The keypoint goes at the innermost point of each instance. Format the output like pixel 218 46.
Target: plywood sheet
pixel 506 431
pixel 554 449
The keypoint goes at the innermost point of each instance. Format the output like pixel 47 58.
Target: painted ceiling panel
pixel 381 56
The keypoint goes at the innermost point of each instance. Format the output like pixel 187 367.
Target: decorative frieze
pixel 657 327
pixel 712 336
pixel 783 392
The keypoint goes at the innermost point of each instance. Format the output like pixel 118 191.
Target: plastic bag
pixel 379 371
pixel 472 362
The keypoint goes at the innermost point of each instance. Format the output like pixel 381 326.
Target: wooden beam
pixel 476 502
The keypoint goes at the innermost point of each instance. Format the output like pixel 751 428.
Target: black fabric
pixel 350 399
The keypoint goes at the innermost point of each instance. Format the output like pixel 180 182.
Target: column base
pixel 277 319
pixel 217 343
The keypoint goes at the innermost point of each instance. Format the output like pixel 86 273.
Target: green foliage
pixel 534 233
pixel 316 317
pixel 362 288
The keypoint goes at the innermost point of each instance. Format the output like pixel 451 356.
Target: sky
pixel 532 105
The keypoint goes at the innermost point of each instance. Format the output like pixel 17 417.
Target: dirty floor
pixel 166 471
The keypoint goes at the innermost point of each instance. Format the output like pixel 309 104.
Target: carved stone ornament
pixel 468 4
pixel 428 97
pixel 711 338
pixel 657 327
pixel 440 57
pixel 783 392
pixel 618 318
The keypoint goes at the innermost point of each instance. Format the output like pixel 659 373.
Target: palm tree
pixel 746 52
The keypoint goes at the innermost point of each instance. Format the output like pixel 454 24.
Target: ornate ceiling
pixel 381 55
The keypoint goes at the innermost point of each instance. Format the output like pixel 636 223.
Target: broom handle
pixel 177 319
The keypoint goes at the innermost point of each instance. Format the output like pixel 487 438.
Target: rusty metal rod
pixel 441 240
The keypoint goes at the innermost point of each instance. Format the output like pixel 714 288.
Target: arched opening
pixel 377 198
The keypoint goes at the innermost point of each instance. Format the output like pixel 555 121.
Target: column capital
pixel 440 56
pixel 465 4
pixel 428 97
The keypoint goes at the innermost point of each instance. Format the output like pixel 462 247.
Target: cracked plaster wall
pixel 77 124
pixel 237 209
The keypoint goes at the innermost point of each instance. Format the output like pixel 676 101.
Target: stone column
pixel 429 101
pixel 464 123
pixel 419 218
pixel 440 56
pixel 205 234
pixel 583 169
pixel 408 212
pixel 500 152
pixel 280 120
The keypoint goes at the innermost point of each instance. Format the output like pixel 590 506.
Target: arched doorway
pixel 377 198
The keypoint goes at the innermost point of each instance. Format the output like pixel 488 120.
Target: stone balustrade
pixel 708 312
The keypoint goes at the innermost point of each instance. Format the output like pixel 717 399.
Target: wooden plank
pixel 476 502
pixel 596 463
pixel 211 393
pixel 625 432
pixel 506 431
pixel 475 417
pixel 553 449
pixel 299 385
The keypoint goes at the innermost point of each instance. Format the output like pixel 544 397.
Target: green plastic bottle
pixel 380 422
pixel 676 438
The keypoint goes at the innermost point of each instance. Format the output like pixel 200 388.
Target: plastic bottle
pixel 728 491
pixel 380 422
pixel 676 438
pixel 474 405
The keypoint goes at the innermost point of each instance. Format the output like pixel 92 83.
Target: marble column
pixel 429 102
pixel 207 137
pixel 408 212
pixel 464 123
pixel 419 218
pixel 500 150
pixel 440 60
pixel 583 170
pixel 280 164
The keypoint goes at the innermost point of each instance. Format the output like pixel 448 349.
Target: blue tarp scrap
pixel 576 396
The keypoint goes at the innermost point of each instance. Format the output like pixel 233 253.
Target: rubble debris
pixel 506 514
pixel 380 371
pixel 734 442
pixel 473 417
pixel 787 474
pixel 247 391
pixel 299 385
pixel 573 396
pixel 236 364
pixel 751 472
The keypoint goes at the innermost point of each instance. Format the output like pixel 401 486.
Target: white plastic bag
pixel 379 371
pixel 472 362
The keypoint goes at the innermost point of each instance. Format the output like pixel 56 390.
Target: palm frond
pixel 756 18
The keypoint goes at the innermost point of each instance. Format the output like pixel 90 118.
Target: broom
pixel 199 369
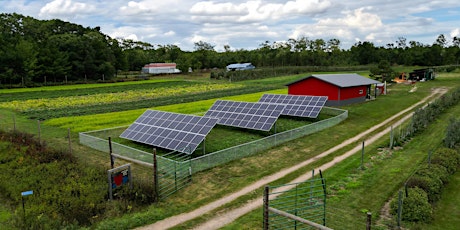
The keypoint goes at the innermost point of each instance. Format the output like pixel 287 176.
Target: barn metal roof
pixel 341 80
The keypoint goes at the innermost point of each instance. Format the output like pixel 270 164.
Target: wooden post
pixel 391 138
pixel 14 123
pixel 362 156
pixel 405 188
pixel 155 175
pixel 368 223
pixel 70 141
pixel 429 156
pixel 266 205
pixel 39 133
pixel 399 209
pixel 110 153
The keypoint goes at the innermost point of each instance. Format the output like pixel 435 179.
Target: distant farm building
pixel 160 68
pixel 422 75
pixel 240 66
pixel 341 89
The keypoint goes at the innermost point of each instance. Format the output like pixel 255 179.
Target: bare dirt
pixel 229 216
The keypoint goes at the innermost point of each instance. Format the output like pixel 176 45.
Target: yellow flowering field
pixel 125 118
pixel 109 98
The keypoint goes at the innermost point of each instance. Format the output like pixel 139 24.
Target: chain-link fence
pixel 220 157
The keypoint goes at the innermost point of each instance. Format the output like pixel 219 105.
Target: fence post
pixel 362 156
pixel 110 153
pixel 14 123
pixel 399 209
pixel 70 141
pixel 39 133
pixel 429 156
pixel 368 223
pixel 405 188
pixel 155 175
pixel 391 137
pixel 266 205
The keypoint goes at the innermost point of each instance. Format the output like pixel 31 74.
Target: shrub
pixel 434 171
pixel 431 184
pixel 448 158
pixel 415 206
pixel 452 138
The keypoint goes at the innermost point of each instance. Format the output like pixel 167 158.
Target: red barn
pixel 341 89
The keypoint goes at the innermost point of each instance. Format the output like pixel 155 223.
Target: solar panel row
pixel 258 116
pixel 172 131
pixel 299 106
pixel 184 133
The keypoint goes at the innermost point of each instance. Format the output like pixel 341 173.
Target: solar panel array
pixel 171 131
pixel 250 115
pixel 299 106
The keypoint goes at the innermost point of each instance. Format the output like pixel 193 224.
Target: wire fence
pixel 99 140
pixel 295 206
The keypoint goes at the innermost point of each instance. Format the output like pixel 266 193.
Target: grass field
pixel 354 191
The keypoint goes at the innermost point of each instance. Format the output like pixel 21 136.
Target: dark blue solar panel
pixel 296 105
pixel 248 115
pixel 178 132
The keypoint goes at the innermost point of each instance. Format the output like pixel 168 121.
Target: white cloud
pixel 169 33
pixel 358 19
pixel 66 8
pixel 455 33
pixel 255 11
pixel 248 23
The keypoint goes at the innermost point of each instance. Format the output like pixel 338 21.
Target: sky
pixel 245 24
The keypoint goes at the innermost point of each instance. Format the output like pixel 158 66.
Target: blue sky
pixel 245 24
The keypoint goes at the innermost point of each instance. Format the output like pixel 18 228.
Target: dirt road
pixel 231 215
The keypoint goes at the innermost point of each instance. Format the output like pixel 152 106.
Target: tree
pixel 441 41
pixel 383 71
pixel 364 53
pixel 204 52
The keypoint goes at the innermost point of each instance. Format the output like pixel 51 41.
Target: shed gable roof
pixel 341 80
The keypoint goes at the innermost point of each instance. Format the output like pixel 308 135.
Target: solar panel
pixel 250 115
pixel 296 105
pixel 171 131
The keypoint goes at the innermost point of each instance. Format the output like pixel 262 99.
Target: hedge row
pixel 425 186
pixel 424 116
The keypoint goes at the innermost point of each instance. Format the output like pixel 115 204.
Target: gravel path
pixel 231 215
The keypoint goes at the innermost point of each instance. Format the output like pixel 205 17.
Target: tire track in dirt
pixel 229 216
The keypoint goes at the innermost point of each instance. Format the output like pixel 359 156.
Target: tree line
pixel 36 51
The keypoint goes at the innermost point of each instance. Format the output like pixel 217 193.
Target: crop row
pixel 110 98
pixel 122 118
pixel 139 104
pixel 89 89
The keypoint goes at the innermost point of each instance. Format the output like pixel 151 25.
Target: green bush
pixel 449 158
pixel 431 184
pixel 452 138
pixel 434 171
pixel 415 207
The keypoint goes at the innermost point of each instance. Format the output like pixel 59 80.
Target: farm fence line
pixel 216 158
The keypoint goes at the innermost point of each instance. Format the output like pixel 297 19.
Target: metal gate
pixel 172 172
pixel 296 206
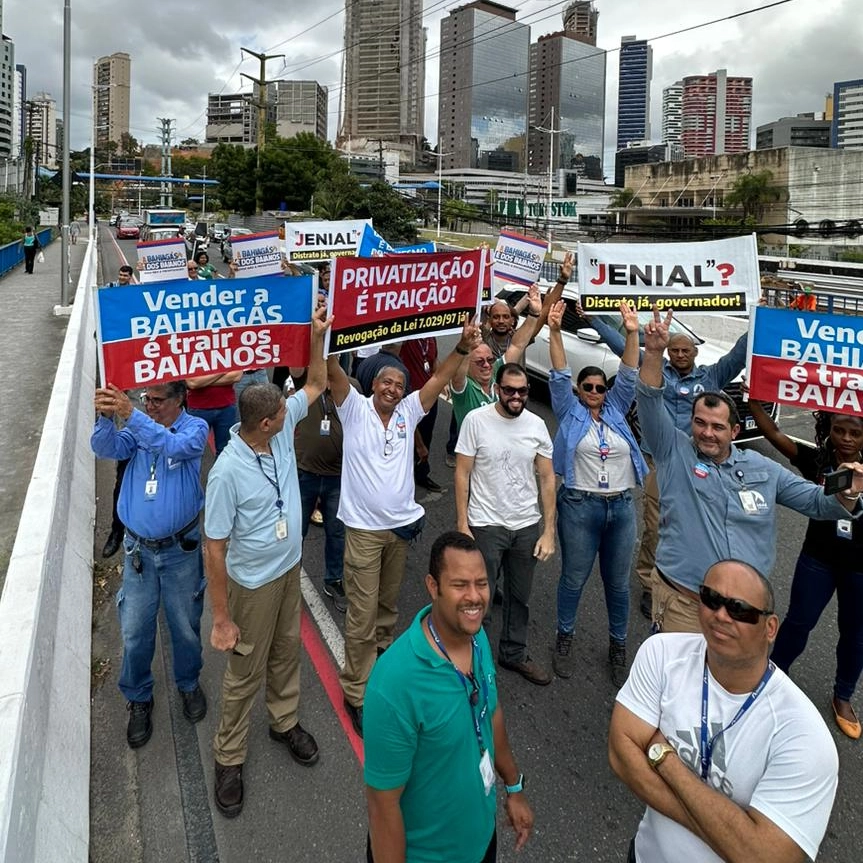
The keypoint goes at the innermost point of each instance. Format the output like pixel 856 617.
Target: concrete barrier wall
pixel 45 620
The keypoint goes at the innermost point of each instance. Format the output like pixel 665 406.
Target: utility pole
pixel 166 188
pixel 261 105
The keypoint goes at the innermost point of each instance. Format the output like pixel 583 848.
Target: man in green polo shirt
pixel 434 731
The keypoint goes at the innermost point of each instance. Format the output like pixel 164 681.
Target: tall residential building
pixel 579 21
pixel 41 125
pixel 384 82
pixel 672 112
pixel 847 129
pixel 804 130
pixel 716 114
pixel 482 116
pixel 569 76
pixel 633 99
pixel 299 106
pixel 112 78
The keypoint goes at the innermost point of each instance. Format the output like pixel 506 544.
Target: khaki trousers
pixel 374 568
pixel 650 530
pixel 673 611
pixel 269 622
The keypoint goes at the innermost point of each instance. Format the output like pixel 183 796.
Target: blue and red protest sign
pixel 807 359
pixel 150 334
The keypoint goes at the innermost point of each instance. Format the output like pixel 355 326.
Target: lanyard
pixel 707 746
pixel 468 683
pixel 274 483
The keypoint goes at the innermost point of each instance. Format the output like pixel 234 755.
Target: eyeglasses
pixel 514 391
pixel 737 609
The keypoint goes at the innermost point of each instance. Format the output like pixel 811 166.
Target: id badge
pixel 486 770
pixel 747 499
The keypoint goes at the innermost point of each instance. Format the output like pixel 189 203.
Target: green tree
pixel 753 194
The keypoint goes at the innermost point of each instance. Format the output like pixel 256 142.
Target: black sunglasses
pixel 512 391
pixel 737 609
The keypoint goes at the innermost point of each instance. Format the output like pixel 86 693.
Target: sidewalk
pixel 31 339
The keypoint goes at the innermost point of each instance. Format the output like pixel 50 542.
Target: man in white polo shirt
pixel 377 505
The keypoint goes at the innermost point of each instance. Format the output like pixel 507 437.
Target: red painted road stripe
pixel 327 674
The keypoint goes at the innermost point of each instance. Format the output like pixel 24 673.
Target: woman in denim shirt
pixel 596 454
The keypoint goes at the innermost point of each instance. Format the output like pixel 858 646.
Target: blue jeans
pixel 326 489
pixel 586 524
pixel 220 421
pixel 811 589
pixel 510 551
pixel 176 578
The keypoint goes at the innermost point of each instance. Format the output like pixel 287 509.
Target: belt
pixel 168 541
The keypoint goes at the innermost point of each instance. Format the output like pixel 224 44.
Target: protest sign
pixel 149 335
pixel 257 254
pixel 715 276
pixel 517 259
pixel 162 260
pixel 397 297
pixel 806 359
pixel 313 242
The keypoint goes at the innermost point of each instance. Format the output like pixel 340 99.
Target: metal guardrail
pixel 12 254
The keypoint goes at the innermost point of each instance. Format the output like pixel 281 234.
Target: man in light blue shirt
pixel 717 501
pixel 253 500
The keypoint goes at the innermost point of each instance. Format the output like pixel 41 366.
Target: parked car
pixel 227 251
pixel 585 347
pixel 129 228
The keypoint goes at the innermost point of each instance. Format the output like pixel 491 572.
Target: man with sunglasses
pixel 748 771
pixel 715 500
pixel 500 451
pixel 159 503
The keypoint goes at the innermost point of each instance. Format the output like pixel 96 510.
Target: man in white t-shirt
pixel 377 505
pixel 755 778
pixel 501 449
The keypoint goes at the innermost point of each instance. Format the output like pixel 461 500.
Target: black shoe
pixel 335 590
pixel 112 543
pixel 140 726
pixel 356 715
pixel 617 658
pixel 646 604
pixel 529 670
pixel 300 744
pixel 194 704
pixel 229 790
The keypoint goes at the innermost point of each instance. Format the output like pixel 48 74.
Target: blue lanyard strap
pixel 706 747
pixel 468 683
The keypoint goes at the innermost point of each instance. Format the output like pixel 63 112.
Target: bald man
pixel 683 382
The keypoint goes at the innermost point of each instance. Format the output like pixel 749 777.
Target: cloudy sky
pixel 794 50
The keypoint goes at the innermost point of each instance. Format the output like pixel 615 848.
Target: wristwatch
pixel 658 752
pixel 518 787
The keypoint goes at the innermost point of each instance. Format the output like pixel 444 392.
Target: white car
pixel 585 347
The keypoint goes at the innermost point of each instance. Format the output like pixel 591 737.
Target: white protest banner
pixel 517 259
pixel 162 260
pixel 257 254
pixel 313 242
pixel 713 276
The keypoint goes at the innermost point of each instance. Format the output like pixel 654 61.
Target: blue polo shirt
pixel 171 456
pixel 419 733
pixel 702 517
pixel 241 503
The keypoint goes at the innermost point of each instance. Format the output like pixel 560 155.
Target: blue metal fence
pixel 12 254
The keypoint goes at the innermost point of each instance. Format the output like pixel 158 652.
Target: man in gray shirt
pixel 716 501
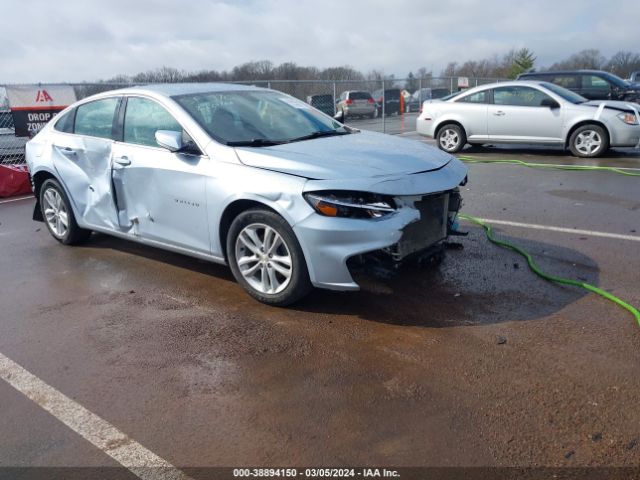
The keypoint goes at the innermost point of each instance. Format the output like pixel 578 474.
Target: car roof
pixel 560 72
pixel 510 83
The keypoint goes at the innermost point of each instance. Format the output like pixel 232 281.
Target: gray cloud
pixel 88 40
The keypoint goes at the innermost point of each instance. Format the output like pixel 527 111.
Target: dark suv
pixel 591 84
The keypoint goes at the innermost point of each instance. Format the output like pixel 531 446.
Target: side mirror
pixel 170 140
pixel 549 103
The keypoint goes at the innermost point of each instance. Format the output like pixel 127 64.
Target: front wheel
pixel 451 138
pixel 58 215
pixel 266 259
pixel 589 141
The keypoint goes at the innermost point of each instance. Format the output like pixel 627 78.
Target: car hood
pixel 357 155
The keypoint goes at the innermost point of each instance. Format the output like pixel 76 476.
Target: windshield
pixel 257 118
pixel 566 94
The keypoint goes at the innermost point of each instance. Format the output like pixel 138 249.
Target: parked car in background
pixel 252 178
pixel 323 102
pixel 530 112
pixel 391 101
pixel 356 103
pixel 591 84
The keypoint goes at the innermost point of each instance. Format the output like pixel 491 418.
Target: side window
pixel 65 122
pixel 566 81
pixel 143 119
pixel 518 96
pixel 95 119
pixel 478 97
pixel 596 83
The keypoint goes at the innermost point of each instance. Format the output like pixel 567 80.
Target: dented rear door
pixel 82 160
pixel 160 195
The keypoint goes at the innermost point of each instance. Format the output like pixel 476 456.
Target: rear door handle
pixel 123 161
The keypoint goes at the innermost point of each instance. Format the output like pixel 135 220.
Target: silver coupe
pixel 530 112
pixel 285 195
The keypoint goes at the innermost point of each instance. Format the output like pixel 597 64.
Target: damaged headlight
pixel 628 118
pixel 350 204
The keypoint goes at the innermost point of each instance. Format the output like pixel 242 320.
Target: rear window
pixel 566 81
pixel 95 119
pixel 65 122
pixel 360 95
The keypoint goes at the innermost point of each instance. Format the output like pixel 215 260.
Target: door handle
pixel 66 150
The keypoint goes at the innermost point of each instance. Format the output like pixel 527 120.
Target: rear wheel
pixel 589 141
pixel 58 215
pixel 266 259
pixel 451 138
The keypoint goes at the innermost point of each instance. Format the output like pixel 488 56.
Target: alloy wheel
pixel 449 139
pixel 55 212
pixel 263 258
pixel 588 142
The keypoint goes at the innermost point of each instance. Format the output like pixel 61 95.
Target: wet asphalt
pixel 475 362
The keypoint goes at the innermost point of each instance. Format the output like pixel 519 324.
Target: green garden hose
pixel 532 265
pixel 621 171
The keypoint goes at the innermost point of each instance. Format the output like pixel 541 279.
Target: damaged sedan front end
pixel 405 220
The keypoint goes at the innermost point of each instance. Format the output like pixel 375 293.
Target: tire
pixel 274 282
pixel 589 141
pixel 56 208
pixel 451 138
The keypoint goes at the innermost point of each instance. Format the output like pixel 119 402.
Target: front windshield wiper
pixel 255 142
pixel 321 133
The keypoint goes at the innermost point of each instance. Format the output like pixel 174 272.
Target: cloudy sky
pixel 72 40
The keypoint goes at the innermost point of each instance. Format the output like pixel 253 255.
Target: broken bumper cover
pixel 420 223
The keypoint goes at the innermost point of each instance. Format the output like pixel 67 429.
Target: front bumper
pixel 624 135
pixel 328 243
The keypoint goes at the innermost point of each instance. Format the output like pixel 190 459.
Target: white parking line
pixel 16 199
pixel 118 445
pixel 591 233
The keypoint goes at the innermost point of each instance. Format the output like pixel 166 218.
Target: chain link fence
pixel 389 106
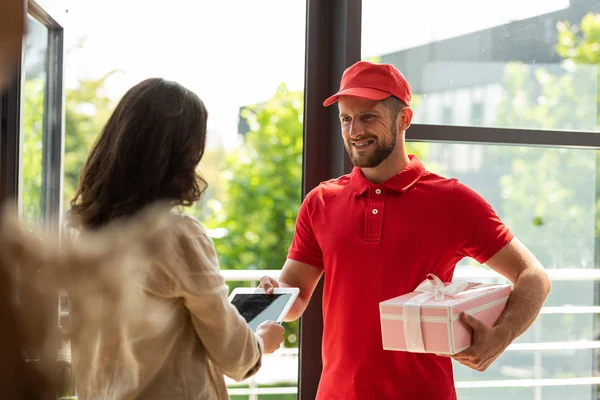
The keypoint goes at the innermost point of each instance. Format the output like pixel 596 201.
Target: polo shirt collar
pixel 398 183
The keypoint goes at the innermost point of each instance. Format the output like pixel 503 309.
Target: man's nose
pixel 356 129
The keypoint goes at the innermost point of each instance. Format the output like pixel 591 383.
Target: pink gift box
pixel 428 319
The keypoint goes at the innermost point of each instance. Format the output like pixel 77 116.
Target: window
pixel 522 60
pixel 525 75
pixel 34 96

▬▬▬▬▬▬

_Written exercise_:
Can you reproduce, character for character, the part of the data above that opens with the line containing "pixel 583 848." and closes with the line containing "pixel 150 334", including both of those lines?

_Output of the exercise_:
The keypoint goes at the innermost point of each instance. Format the output like pixel 583 848.
Target: man in green polo shirt
pixel 434 731
The keypoint goes at the innermost point of each instance. Format the output like pixel 164 681.
Target: tall residential building
pixel 579 21
pixel 41 125
pixel 384 82
pixel 672 112
pixel 847 129
pixel 804 130
pixel 716 114
pixel 482 116
pixel 569 76
pixel 633 99
pixel 299 106
pixel 112 78
The keypoint goes at the innermost point of each instance. Format the output like pixel 506 544.
Target: khaki trousers
pixel 374 568
pixel 650 530
pixel 673 611
pixel 269 622
The keypoint goes at the innermost point of each instance. Format the output like pixel 183 796.
Target: blue and red protest sign
pixel 807 359
pixel 150 334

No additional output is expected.